_Named region outline listing:_
○ ○ ○
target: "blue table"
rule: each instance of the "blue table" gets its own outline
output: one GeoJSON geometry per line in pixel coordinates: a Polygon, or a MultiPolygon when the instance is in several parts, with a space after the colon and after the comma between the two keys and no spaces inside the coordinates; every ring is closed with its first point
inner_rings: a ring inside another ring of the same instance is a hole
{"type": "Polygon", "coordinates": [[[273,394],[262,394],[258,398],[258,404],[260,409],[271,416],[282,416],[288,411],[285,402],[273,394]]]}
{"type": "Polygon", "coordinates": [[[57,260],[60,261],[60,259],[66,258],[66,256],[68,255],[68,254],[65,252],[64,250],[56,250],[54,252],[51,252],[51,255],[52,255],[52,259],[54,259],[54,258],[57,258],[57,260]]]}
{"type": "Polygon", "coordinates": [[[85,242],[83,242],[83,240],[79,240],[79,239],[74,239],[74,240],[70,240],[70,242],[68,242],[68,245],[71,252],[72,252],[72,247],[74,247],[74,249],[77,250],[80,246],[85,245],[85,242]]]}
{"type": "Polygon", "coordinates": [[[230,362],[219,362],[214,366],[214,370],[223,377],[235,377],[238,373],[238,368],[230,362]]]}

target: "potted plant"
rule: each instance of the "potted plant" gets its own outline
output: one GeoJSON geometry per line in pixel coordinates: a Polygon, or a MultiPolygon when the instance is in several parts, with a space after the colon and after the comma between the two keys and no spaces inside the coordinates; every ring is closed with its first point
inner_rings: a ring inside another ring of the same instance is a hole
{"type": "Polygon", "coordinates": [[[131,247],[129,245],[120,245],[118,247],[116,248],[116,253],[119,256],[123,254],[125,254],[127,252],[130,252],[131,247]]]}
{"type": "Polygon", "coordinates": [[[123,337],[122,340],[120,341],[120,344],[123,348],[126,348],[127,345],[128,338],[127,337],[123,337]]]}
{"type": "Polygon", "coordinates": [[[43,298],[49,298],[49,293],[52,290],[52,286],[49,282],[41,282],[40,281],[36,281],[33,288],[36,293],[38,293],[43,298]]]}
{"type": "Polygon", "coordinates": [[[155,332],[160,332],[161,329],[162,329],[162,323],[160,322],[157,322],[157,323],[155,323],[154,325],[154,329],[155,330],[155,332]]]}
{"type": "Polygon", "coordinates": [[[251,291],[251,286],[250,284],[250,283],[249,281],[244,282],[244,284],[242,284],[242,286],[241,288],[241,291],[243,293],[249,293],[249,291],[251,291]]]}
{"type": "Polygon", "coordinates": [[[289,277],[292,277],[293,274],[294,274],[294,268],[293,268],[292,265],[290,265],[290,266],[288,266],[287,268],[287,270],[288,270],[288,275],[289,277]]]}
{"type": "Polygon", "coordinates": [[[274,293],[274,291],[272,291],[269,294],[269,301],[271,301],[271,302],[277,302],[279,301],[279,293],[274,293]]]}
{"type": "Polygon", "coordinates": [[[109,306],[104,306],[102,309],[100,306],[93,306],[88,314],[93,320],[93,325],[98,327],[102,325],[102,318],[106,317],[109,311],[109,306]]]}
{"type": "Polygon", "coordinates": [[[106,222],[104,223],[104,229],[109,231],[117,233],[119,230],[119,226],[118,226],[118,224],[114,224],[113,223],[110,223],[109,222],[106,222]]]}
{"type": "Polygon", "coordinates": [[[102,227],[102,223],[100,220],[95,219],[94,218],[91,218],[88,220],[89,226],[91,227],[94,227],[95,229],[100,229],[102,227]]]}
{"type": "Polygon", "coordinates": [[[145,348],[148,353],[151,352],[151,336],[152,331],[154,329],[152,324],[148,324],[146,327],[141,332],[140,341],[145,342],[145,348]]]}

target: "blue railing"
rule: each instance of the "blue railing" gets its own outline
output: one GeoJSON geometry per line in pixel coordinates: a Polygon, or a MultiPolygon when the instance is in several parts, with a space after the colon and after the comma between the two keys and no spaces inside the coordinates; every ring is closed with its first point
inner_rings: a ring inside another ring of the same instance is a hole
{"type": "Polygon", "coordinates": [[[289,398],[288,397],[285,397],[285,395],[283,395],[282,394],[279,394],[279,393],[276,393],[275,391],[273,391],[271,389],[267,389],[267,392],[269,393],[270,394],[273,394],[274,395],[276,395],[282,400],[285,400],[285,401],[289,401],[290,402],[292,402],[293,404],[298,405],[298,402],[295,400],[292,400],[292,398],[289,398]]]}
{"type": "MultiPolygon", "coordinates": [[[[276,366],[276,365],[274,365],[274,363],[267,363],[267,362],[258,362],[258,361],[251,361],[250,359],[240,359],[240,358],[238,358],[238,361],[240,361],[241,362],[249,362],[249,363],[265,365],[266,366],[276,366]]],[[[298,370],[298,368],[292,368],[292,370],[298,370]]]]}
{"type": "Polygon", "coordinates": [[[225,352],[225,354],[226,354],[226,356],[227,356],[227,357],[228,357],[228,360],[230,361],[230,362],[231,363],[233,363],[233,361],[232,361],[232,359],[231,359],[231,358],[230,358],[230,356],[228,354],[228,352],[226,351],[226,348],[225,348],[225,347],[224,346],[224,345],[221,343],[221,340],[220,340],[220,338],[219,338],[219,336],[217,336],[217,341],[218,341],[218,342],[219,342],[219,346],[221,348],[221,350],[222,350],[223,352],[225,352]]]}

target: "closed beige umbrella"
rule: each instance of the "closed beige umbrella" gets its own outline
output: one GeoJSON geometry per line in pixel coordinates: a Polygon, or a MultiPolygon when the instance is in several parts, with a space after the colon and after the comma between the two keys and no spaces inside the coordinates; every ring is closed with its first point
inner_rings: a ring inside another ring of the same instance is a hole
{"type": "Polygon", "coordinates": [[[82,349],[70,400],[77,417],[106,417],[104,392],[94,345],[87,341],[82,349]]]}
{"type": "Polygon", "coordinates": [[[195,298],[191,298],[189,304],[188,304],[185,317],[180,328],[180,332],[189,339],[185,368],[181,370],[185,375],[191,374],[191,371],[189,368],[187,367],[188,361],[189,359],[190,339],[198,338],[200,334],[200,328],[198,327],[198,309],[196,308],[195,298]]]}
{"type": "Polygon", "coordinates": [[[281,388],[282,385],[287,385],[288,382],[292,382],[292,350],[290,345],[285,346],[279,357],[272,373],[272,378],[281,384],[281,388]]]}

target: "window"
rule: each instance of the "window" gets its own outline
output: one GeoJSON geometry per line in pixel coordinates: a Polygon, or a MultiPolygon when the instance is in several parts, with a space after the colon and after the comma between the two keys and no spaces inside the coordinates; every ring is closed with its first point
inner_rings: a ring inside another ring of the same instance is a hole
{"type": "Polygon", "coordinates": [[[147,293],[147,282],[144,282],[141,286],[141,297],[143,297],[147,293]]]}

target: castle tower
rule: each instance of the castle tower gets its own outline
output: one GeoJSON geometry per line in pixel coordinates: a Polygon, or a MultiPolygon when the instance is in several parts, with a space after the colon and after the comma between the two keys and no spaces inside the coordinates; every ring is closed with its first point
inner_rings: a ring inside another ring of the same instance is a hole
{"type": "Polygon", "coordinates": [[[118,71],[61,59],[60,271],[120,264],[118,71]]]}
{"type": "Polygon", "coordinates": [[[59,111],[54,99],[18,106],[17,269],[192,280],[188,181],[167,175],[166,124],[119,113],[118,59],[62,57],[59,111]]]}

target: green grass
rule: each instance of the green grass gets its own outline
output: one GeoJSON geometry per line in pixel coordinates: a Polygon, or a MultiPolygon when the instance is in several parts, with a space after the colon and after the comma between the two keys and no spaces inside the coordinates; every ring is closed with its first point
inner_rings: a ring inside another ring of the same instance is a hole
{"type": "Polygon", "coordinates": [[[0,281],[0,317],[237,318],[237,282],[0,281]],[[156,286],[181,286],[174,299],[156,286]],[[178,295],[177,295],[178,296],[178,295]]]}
○ ○ ○
_STATED GOAL:_ Rewrite the lines from the one containing "target: castle tower" through the end of the listing, renaming "green grass" to "lawn" and leaving everything else untouched.

_EXERCISE SOLUTION:_
target: castle tower
rule: each instance of the castle tower gets its own outline
output: one GeoJSON geometry per line in pixel coordinates: a Polygon, or a MultiPolygon when the instance is in several parts, with a space after the colon and after the comma between the two keys and no spaces inside the coordinates; every ring is closed with its first point
inner_rings: a ring inside another ring of the same instance is a hole
{"type": "Polygon", "coordinates": [[[118,71],[61,59],[60,271],[120,264],[118,71]]]}
{"type": "Polygon", "coordinates": [[[59,111],[54,99],[18,106],[17,269],[192,280],[188,181],[167,175],[166,124],[119,113],[118,59],[62,57],[59,111]]]}

target: lawn
rule: each instance of the lawn gets its own outline
output: one GeoJSON geometry per line in pixel coordinates: a Polygon, or a MultiPolygon when the instance is in several parts, with a space after the colon and after the comma between the two keys and no spaces inside the coordinates; every ring is closed with its first point
inner_rings: a ring inside another ring of the same instance is a hole
{"type": "Polygon", "coordinates": [[[0,281],[0,317],[237,318],[237,282],[0,281]],[[156,286],[181,286],[174,299],[156,286]],[[178,295],[177,295],[178,296],[178,295]]]}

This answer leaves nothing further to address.